_Exercise details_. All entries that follow are to be written out verbatim.

(Extracted data)

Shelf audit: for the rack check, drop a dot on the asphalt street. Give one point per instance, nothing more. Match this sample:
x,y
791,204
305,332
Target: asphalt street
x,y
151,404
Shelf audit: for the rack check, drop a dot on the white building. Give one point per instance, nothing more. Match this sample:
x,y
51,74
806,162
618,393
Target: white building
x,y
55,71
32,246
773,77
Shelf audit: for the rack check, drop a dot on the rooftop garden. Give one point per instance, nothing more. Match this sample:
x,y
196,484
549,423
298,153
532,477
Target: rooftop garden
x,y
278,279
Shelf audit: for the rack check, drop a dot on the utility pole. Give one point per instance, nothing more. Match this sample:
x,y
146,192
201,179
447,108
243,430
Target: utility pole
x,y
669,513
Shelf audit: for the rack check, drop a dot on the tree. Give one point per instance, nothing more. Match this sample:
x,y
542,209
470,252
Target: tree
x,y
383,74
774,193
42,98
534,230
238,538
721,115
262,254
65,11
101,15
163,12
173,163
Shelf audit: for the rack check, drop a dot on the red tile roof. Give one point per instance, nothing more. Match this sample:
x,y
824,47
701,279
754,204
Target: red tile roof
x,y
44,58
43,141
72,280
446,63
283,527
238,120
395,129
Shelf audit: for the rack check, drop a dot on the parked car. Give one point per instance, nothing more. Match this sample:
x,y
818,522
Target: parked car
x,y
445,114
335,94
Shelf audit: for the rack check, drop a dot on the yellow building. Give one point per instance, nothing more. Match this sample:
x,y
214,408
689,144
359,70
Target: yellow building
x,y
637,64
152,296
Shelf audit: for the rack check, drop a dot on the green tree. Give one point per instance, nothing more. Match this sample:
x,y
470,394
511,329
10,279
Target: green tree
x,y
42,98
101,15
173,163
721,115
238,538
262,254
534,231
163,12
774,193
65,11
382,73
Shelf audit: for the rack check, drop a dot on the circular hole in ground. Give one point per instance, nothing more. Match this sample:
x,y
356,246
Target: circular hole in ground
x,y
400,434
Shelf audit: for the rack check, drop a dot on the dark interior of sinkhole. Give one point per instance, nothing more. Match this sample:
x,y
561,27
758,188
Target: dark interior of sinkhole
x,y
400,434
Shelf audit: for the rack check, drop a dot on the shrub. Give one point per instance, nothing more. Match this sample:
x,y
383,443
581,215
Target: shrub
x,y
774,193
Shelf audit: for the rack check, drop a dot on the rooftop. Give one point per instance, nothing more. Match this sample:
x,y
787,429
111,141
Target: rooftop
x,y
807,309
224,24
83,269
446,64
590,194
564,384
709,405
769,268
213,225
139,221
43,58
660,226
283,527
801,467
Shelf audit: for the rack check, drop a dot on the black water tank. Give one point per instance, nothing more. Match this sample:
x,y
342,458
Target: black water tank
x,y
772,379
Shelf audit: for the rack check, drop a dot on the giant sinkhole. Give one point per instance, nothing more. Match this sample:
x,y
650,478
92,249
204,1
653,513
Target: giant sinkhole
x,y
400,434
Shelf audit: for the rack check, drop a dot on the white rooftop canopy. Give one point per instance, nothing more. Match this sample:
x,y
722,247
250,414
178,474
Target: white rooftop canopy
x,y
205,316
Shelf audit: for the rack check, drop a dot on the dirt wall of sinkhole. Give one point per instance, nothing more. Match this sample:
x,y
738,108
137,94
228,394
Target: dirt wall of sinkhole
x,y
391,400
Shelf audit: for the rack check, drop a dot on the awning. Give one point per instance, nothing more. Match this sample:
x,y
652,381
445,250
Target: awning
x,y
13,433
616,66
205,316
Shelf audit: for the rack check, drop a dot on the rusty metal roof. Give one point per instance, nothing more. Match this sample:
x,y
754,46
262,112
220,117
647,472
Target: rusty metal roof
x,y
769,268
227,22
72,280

(End Extracted data)

_Answer box_.
Shelf audit: for the rack check, drop a dot on the asphalt street. Give one point per instance, nothing more. Match this sample:
x,y
791,204
305,332
Target: asphalt street
x,y
151,404
Shelf audit: for the rack check, drop a dot on the white building. Give one point per instance, nothing more. Match this sample:
x,y
51,74
806,162
618,393
Target: white building
x,y
55,71
32,246
773,77
Shelf audit: for the rack check, drop a dot on the rooftop garden. Give one point per instance, nothing more. Match this sample:
x,y
196,484
549,423
298,153
532,477
Target: rooftop garden
x,y
278,279
Shelf audit: for the rack check, drop a dot on the utility pole. Give one point per instance, nothing more. Match this sample:
x,y
146,192
201,179
447,108
243,430
Target: utility pole
x,y
669,513
Shelf audit: for the rack check, drop a dot on the tree. Give one point per instance, nothing more. Match this sample:
x,y
542,209
470,252
Target: tree
x,y
383,74
774,193
42,98
534,230
238,538
721,115
262,254
65,11
101,15
163,12
173,163
Shelf audit: for the rack check, drop a dot on the red tile roof. Give one point per instance, nothing more. Match this sample:
x,y
824,47
701,279
754,204
Target: red tile roof
x,y
44,58
43,141
72,280
446,63
283,527
238,120
395,129
Shelf audit: for the rack check, drop a dot on the parked car. Give one point per instance, nothing more. Match this sample:
x,y
818,522
Target: parked car
x,y
445,114
335,94
Shelf audit: for the rack check, drop a dot on the yellow building. Give one point per instance, nothing more. Match this sample:
x,y
214,408
689,144
359,70
Target: yellow building
x,y
637,64
152,296
Shelf audit: for the rack check, drop a dot on the green tree. Give one point per instance, nothing more. Match this sample:
x,y
470,394
511,329
10,279
Target: green tree
x,y
42,98
101,15
173,163
721,115
238,538
262,254
534,231
163,12
774,193
65,11
382,73
Shelf audit: for the rack check, drop a dot on the circular hole in ground. Give one point per instance, nothing more. Match this sample:
x,y
356,246
Target: circular hole in ground
x,y
400,434
Shelf audit: for the rack check, drop a dot on the dark interior of sinkhole. Give one point per instance, nothing more. Match this sample:
x,y
561,27
758,188
Target: dark interior of sinkhole
x,y
400,434
Shelf audit: for the rack check, drop a dot on the shrub. Give one point per instance, nothing more. Match this sample:
x,y
383,443
581,215
Target: shrub
x,y
774,193
Shelf audit: for the rack check, drop a dot on the rooftop. Give one point per instance, nothing more. Match this sample:
x,y
787,429
111,141
Target: rooftop
x,y
807,309
224,24
83,269
446,64
590,194
564,384
709,405
769,268
213,225
139,221
43,58
660,226
283,527
801,467
Shelf audit: for the rack check, drop a dot on the black water tank. Give one point per instance, nothing more. Match this sample:
x,y
342,458
Target: black water tank
x,y
772,379
Shelf audit: for the rack check, drop a dot on the giant sinkhole. Give one point per instance, nothing more. Match this sample:
x,y
650,478
92,249
204,1
653,513
Target: giant sinkhole
x,y
400,434
Shelf audit: for the rack check, drop a dot on the white rooftop canopy. Give one point per instance, nothing more. Match this sample:
x,y
722,247
250,414
178,474
Target: white rooftop canopy
x,y
205,316
Shelf audit: for the rack check, drop a dot on the dirt wall of sinkhole. Give one point per instance, nothing more. Match this sample:
x,y
738,108
137,94
228,394
Target: dirt wall of sinkhole
x,y
391,400
Shelf audit: for the rack check, drop a dot on the awning. Give one point per instance, nothing more. Match this sample:
x,y
652,381
445,250
Target: awning
x,y
13,433
616,66
205,316
Shelf audit: for the rack check, drop a dot on the rusty metal roof. Give one point per instance, nothing more. Match this sample:
x,y
754,46
262,112
220,117
647,472
Target: rusty metal roof
x,y
769,268
227,22
72,280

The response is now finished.